> [Görev 1]
Uçak kazalarıyla ilgili metinde "Uçak kazaları arttı, ABD'deki" ifadesinden başlayıp "komplo teorisi var." ifadesi de dahil olmak üzere o ifadeye kadar uzanan bölümü birebir çoğaltın.

━━━━━━━━━━

Uçak kazaları arttı, ABD'deki kazaların ardından endişeler çoğaldı: Komplo teorileri neler?
ABD tarihinin en ölümcül uçak kazalarından biri olan American Airlines'a ait bir yolcu uçağı ile askeri helikopterin çarpışması, birkaç gün sonra Philadelphia'da bir uçağın daha düşmesi ve 2024'ün son döneminde Kazakistan ve Güney Kore'de art arda yaşanan uçak kazalarının ardından birçok komplo teorisi paylaşıldı. Yolcularda uçak seyahatine dair endişeler artarken, uzmanların görüşü endişeden uzak. Washington DC'de yaşanan uçak kazasıyla ilgili ise öne çıkan 2 komplo teorisi var.
Geçtiğimiz hafta ABD'nin başkenti Washington, D.C.'de meydana gelen American Airlines sivil uçağı ve Black Hawk askeri helikopteri kazasında uçakta 60 kişi ve 4 mürettebat, helikopterde ise 3 asker olmak üzere toplamda 67 kişi hayatını kaybetti.

━━━━━━━━━━

> [Görev 2]
Girdilerin başından "[(174, 369), (923, 265), (136, 60)]" ifadesini içeren satıra kadar (o satır dahil) olan satırları, boş satırları atlayarak No ve Satır sütunlarından oluşan bir Markdown tablosu biçiminde düzenleyin. Resimleri yanıta almayın.

(Fotoğrafta nesne işaretleme kayıtları)
━━━━━━━━━━

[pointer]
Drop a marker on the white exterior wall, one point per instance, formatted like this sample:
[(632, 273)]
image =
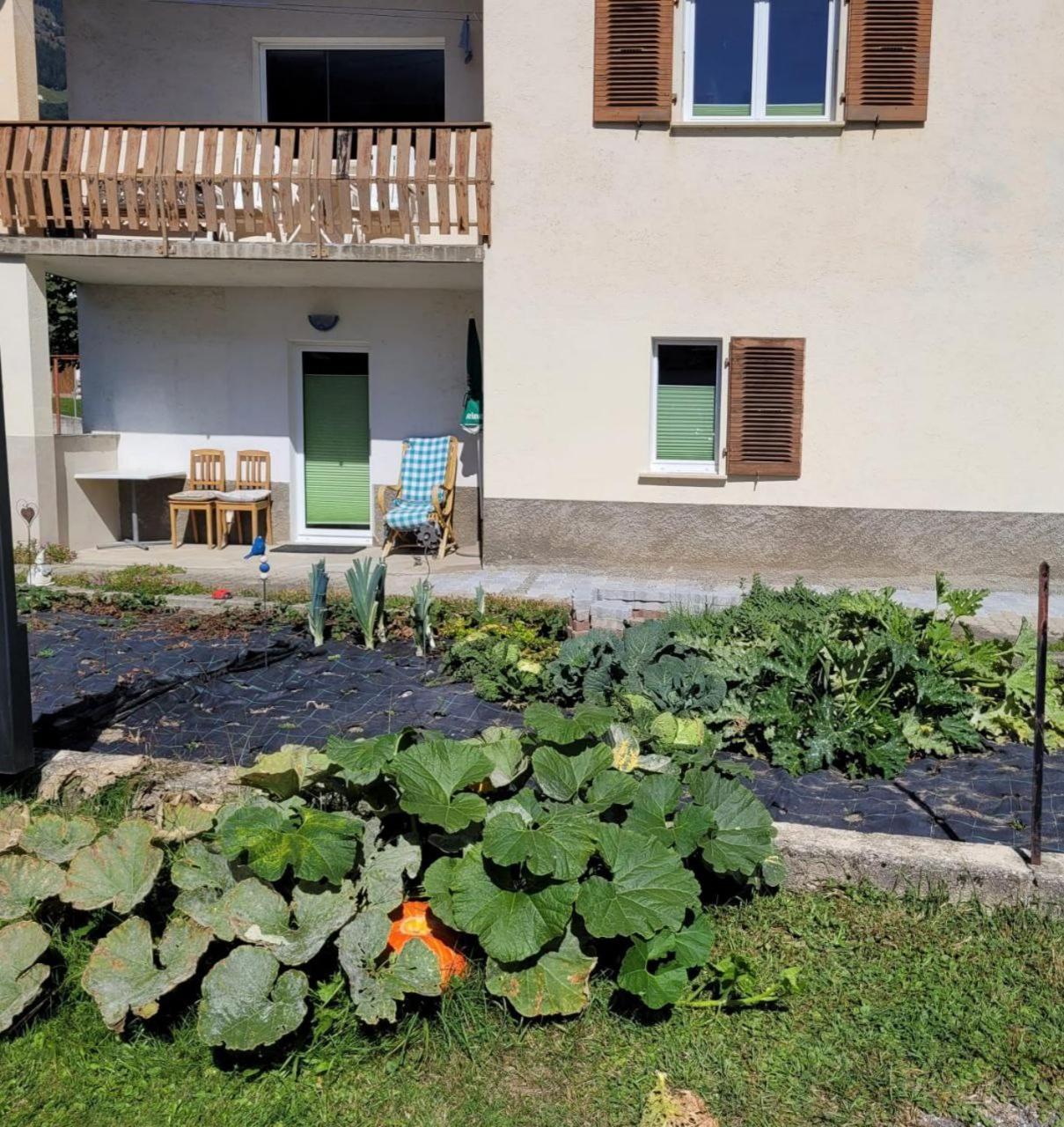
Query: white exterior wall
[(174, 369), (923, 265), (136, 60)]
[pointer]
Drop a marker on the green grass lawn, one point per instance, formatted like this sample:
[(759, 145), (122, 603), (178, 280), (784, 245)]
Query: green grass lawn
[(906, 1005)]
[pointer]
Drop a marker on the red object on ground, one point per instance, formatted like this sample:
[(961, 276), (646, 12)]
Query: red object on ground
[(415, 921)]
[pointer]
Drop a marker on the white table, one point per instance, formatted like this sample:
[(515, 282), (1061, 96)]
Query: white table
[(133, 477)]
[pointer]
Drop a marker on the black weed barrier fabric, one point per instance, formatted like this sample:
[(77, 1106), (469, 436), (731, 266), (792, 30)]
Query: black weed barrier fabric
[(146, 690), (160, 690), (970, 798)]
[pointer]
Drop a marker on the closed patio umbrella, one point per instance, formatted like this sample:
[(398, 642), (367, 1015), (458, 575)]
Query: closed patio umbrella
[(473, 411)]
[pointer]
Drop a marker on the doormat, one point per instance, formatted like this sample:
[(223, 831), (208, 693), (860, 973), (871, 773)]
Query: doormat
[(319, 549)]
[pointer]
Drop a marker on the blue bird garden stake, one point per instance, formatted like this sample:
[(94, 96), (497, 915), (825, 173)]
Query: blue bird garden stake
[(264, 571)]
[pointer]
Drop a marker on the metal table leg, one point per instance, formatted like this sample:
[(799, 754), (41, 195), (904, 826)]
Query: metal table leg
[(136, 522)]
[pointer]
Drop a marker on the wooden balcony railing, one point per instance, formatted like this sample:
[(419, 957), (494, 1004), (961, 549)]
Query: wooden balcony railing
[(305, 184)]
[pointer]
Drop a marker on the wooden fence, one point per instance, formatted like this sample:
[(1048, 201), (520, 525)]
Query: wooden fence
[(317, 184)]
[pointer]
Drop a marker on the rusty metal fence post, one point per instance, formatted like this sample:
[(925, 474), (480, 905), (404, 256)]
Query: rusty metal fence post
[(1040, 675), (16, 715)]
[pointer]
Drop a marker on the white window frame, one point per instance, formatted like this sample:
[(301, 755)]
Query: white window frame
[(679, 467), (759, 70), (363, 43)]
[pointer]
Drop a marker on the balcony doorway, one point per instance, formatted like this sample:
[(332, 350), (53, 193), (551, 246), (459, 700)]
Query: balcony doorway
[(373, 80)]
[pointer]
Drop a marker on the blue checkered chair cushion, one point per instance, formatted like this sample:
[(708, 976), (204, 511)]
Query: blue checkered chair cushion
[(424, 467), (407, 515)]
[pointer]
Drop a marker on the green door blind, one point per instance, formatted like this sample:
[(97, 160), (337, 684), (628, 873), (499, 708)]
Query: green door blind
[(686, 423), (335, 424)]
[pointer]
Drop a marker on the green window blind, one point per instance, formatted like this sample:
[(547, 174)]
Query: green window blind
[(686, 423), (335, 423)]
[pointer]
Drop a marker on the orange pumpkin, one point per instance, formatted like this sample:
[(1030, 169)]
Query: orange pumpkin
[(415, 921)]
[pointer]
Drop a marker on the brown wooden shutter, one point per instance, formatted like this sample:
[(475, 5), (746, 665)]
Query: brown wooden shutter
[(633, 61), (889, 59), (766, 387)]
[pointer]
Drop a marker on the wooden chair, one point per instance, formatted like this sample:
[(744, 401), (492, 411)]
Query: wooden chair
[(253, 495), (426, 493), (206, 478)]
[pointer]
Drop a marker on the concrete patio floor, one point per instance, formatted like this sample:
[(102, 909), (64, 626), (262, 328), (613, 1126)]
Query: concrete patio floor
[(605, 600), (228, 567)]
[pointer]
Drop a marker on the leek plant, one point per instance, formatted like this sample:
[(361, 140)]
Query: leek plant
[(315, 615), (365, 579), (422, 618)]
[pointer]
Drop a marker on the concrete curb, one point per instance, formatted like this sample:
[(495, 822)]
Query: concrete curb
[(994, 874), (815, 858)]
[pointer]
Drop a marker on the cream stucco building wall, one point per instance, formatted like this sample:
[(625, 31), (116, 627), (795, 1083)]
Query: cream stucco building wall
[(924, 266)]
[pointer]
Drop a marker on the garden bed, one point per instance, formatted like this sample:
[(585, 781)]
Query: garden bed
[(187, 689), (222, 689)]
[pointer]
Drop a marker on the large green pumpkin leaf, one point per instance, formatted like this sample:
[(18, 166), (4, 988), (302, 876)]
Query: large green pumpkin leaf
[(657, 969), (429, 776), (13, 821), (612, 788), (551, 724), (120, 869), (512, 921), (315, 844), (651, 812), (121, 974), (25, 881), (362, 762), (246, 1005), (741, 834), (56, 838), (386, 868), (649, 889), (376, 987), (258, 914), (436, 882), (286, 772), (560, 845), (181, 821), (319, 912), (20, 975), (198, 866), (561, 777), (555, 984), (504, 751)]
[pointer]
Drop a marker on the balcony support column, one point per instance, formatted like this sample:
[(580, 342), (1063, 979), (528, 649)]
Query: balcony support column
[(27, 395), (18, 61)]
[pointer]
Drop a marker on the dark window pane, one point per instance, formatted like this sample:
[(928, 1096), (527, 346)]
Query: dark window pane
[(797, 56), (723, 57), (693, 365), (335, 363), (686, 425), (295, 85), (386, 85)]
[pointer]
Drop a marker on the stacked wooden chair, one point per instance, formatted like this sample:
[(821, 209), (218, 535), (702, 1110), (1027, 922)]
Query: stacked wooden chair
[(424, 495), (253, 496), (205, 493), (206, 479)]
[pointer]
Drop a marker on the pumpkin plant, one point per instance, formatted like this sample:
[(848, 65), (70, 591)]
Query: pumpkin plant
[(398, 859)]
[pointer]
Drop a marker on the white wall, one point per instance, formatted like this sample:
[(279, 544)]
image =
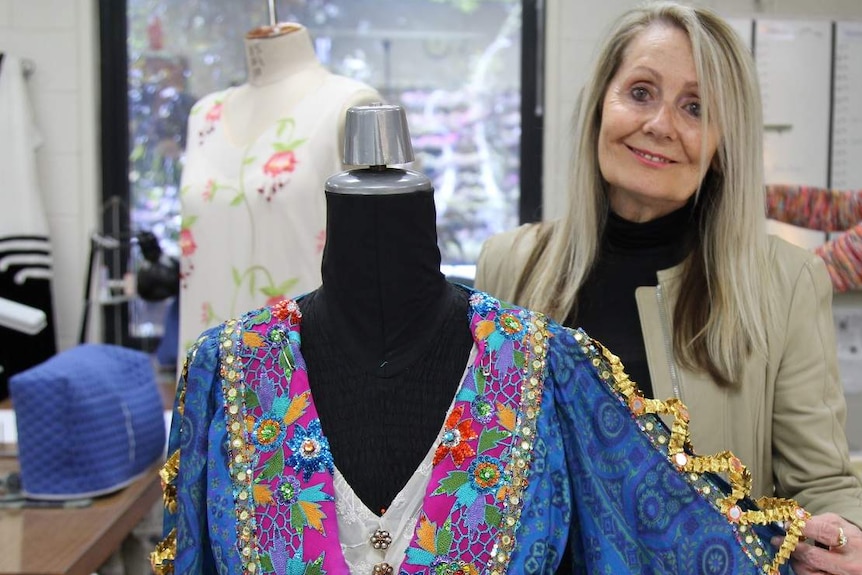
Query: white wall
[(61, 38), (574, 29)]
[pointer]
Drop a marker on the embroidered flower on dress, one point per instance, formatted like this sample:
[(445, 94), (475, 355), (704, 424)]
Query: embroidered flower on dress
[(484, 303), (288, 492), (278, 167), (277, 335), (268, 433), (279, 163), (446, 566), (511, 325), (486, 474), (482, 409), (287, 309), (455, 438), (310, 451), (187, 242)]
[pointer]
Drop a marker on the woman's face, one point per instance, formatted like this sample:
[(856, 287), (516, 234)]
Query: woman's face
[(650, 140)]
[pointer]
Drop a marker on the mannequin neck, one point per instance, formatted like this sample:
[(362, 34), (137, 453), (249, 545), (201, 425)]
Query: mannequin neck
[(276, 53), (382, 284), (282, 70)]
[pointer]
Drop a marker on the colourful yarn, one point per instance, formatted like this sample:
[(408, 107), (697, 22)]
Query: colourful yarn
[(829, 211), (814, 208)]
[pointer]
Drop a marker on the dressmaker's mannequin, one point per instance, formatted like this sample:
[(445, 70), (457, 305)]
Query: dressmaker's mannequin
[(386, 339), (282, 70), (257, 158)]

━━━━━━━━━━

> [Yanıt 1]
Uçak kazaları arttı, ABD'deki kazaların ardından endişeler çoğaldı: Komplo teorileri neler?
ABD tarihinin en ölümcül uçak kazalarından biri olan American Airlines'a ait bir yolcu uçağı ile askeri helikopterin çarpışması, birkaç gün sonra Philadelphia'da bir uçağın daha düşmesi ve 2024'ün son döneminde Kazakistan ve Güney Kore'de art arda yaşanan uçak kazalarının ardından birçok komplo teorisi paylaşıldı. Yolcularda uçak seyahatine dair endişeler artarken, uzmanların görüşü endişeden uzak. Washington DC'de yaşanan uçak kazasıyla ilgili ise öne çıkan 2 komplo teorisi var.

> [Yanıt 2]
| No | Satır |
|---|---|
| 1 | [pointer] |
| 2 | Drop a marker on the white exterior wall, one point per instance, formatted like this sample: |
| 3 | [(632, 273)] |
| 4 | image = |
| 5 | Query: white exterior wall |
| 6 | [(174, 369), (923, 265), (136, 60)] |